* [WHAT YOU NEED TO DO] Every line of the listing must be reproduced as it stands. Leave the images behind.

* [WORKING DATA]
>> START

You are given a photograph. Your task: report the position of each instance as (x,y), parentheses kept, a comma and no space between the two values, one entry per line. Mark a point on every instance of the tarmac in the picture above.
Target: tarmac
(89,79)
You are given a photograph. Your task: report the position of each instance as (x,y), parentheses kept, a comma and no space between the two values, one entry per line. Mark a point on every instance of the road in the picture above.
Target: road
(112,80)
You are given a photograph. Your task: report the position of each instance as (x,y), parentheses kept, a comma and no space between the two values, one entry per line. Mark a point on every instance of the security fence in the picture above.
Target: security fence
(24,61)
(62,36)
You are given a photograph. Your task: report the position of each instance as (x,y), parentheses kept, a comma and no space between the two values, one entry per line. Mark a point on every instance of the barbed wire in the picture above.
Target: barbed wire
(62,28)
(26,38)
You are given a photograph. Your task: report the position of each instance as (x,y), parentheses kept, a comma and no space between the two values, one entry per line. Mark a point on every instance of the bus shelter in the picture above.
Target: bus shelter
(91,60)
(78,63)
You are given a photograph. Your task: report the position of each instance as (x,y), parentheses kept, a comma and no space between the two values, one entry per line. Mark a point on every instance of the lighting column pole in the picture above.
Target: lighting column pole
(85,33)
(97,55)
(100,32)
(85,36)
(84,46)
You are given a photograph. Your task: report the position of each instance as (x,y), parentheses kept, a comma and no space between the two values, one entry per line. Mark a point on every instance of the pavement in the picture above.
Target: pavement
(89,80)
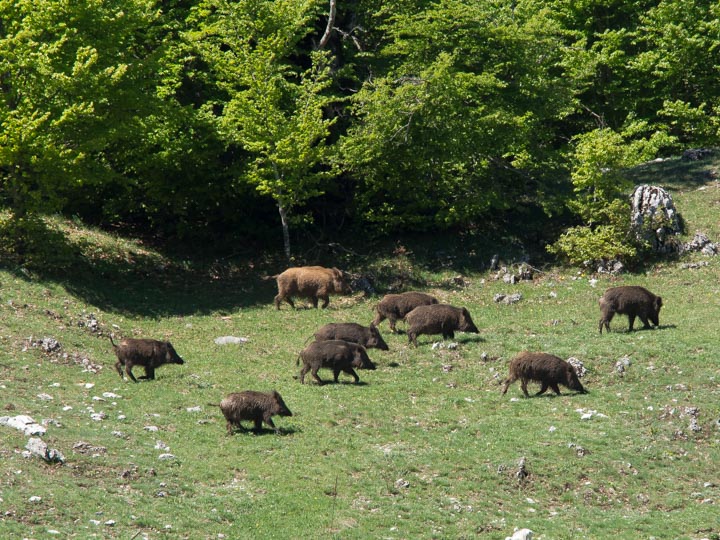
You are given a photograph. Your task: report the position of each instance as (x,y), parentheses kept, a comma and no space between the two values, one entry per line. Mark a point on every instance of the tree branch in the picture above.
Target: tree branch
(328,29)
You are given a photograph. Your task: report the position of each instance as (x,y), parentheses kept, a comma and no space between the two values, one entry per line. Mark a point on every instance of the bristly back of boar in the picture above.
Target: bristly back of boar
(394,307)
(334,354)
(314,282)
(367,336)
(630,300)
(148,353)
(547,369)
(257,407)
(439,319)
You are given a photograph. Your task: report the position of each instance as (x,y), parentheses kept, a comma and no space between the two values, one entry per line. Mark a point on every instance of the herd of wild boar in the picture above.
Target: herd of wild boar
(342,347)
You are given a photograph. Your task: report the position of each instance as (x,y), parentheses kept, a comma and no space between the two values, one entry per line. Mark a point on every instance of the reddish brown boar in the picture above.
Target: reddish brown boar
(148,353)
(548,370)
(367,336)
(314,282)
(632,301)
(257,407)
(334,354)
(394,307)
(439,319)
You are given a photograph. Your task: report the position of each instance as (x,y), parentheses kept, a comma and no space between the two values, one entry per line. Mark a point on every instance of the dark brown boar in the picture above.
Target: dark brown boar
(548,370)
(334,354)
(257,407)
(439,319)
(632,301)
(310,282)
(148,353)
(367,336)
(394,307)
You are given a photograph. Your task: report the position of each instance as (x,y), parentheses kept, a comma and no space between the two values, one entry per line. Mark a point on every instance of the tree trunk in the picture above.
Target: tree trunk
(286,230)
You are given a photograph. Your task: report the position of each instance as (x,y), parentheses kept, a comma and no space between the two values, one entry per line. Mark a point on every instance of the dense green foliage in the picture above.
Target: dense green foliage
(215,120)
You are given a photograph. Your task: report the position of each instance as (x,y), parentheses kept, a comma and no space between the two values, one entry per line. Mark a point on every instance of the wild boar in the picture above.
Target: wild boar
(257,407)
(548,370)
(367,336)
(334,354)
(148,353)
(438,319)
(310,282)
(632,301)
(394,307)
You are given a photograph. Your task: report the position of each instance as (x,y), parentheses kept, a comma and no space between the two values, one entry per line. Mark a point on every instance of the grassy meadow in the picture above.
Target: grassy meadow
(425,447)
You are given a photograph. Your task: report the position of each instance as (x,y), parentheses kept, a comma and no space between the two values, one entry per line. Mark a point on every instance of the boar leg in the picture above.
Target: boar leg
(631,318)
(128,370)
(605,320)
(392,320)
(313,372)
(350,371)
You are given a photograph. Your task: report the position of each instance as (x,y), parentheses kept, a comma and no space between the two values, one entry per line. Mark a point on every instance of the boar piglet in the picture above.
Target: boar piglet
(394,307)
(310,282)
(632,301)
(334,354)
(257,407)
(439,319)
(547,369)
(148,353)
(367,336)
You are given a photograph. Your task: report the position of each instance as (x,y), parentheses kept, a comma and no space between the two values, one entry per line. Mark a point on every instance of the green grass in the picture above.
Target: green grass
(425,447)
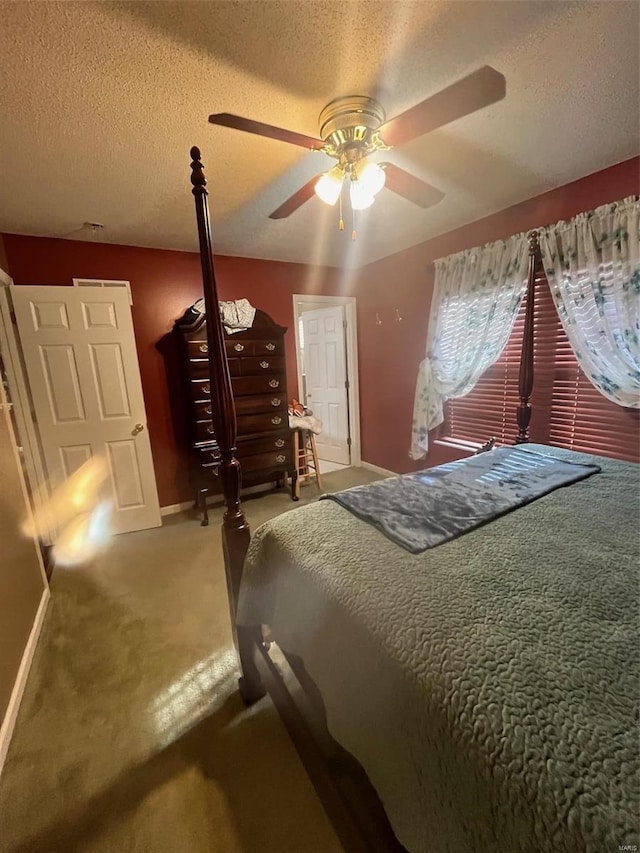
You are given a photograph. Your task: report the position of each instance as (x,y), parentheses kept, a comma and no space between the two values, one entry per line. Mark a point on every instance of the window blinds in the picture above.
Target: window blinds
(568,411)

>> END

* [ANSWER TO THE EXERCISE]
You are given a photograph. Your task: report the position of each instance as (x,y), parentheses kept, a comma and no space between the two values, one entry per line. Mark a point on every instance of the tarmac in the picture above.
Target: tarmac
(89,79)
You are given a photograph. Your task: report the position of each instance as (x,y), parentheses kept, a comma and no space between the two values, one entry per line. Mark a point on every instance of the road in the picture above.
Target: road
(112,80)
You are given a photograph. Your task: report the position of each instance as (x,y), parentheses kept, a comma and no space between the two values, one entry per line. Mark a point on every instance of the security fence in the picture above.
Target: security fence
(24,61)
(62,36)
You are given a photograph. Your task: report the position of each instance as (x,y), parentheses kept, a comma and no space between the two values, one entry per line. Mark a point on every instance of the barbed wire in the picture above.
Target: barbed wire
(62,28)
(26,38)
You are given a photograph. Your task: report the position of each instance as (x,y), parentheses kept, a comma and no space between the two values, one entry per line. Mark a point on every instance of the bus shelter in the picture above.
Target: bus shelter
(91,60)
(78,63)
You are given a photograph. Your task: report the position of each instance as (x,y), parentheses kept, a comma and no space between the two values, one entry per line. Mark a point on every instance of the lighting column pole in the picture above.
Target: lighting column pole
(85,33)
(97,55)
(100,32)
(85,36)
(84,46)
You are given a photograph. Your task: report the position of each instance as (x,y), parentheses kept, a comma and no space between the two values, one entry per line. Mark a point on every instance of the pavement in the picture above.
Target: pavement
(89,80)
You are given a photograph. Your task: report the position of each instance as (x,y), parentheses kept, a comma and no space between the two values, one entry per line. Mark a point on every instance of the tree branch in the picture above.
Target: tree branch
(328,29)
You are given a photograph. Your task: report the position of each instance as (x,y), parentheses kept, a comma and no space between the two values, one entry per line. Mark a point on every instance of the bristly back of boar in the picture above.
Target: bristly back of boar
(394,307)
(334,354)
(314,282)
(367,336)
(630,300)
(148,353)
(547,369)
(257,407)
(439,319)
You are given a photograph. Your task: report the position of each instance as (x,y), parentheses kept, a comma and no space between the two values, one entry per line. Mark a point on every instance of the herd of wild boar in the picture above.
Target: herd of wild boar
(342,347)
You are given a photograph. Your task: report the position of each instance as (x,y), parentheses kept, a comma and no space between the two values, one entry per line. Mark a point on every instance of the reddish brown boar in the picture above.
Target: reddish brown boar
(148,353)
(548,370)
(367,336)
(314,282)
(632,301)
(257,407)
(334,354)
(394,307)
(439,319)
You are given a photograph. Your task: report the position of each instance as (x,y), parentheses kept, a comma and no space between the two values, one entry per line. Mark a point on every instance of the dark brown boar in the picture above.
Target: dark brown boar
(548,370)
(334,354)
(257,407)
(439,319)
(632,301)
(310,282)
(148,353)
(367,336)
(394,307)
You are given a photograph. Your task: report the position of each instance as (x,y), parentheses kept, a comma and no space between the two values, one entry per line. Mark a point on every instance of the tree trunk in the picture above.
Target: tree trunk
(286,230)
You are given a photograph. Your task: report the position of each instance as (x,y), parentheses kept, a comma and no space between the two values, one entry per line. Mark a point on every instance of the dense green foliage in the picture above.
Target: dense green foliage
(215,120)
You are given a photograph. Your task: report the position of each instance as (x,y), parentheses kept, a comma and no space between the two values, one entry per line. Mark a point on every instance of the wild boar in the picture above.
Target: wild boar
(257,407)
(548,370)
(367,336)
(334,354)
(148,353)
(438,319)
(310,282)
(632,301)
(394,307)
You are given a photograph. Your task: report the position of each instance as (x,y), parentheses kept, a comma and no space between the two values, one entry per line. Mark a point on every instance of the grassy meadow in the picture above.
Target: grassy meadow
(425,447)
You are given a photograph. Your task: report the position of each instance as (x,y), parentheses kept, a comma and no space between the two values, one entry per line. Mark a point on every instance of the boar leg in the picture above.
Target: boar leg
(631,318)
(128,370)
(605,320)
(392,320)
(313,372)
(350,371)
You are given a photograph. Your task: report the position of each instance as (x,y), parentheses kept, a comma and no space between the two values, one entry per line. Mark a point on every instance of the boar piglet in the picture above.
Target: boar piglet
(394,307)
(310,282)
(632,301)
(334,354)
(257,407)
(439,319)
(547,369)
(148,353)
(367,336)
You are given a photograph. Your task: report the position of each instance as (x,y), parentheses kept, a comma and no space between the two values, one entry per line. Mark a point on every instance of the green grass in the picture above.
Target: green grass
(425,447)
You are given a photograph. Your task: report the position of each instance as (x,y), parentheses kept, a comma and no space between the two values, one entry per line. Mark a point on every instance of the window blinds in the picture above.
Target: window blinds
(568,411)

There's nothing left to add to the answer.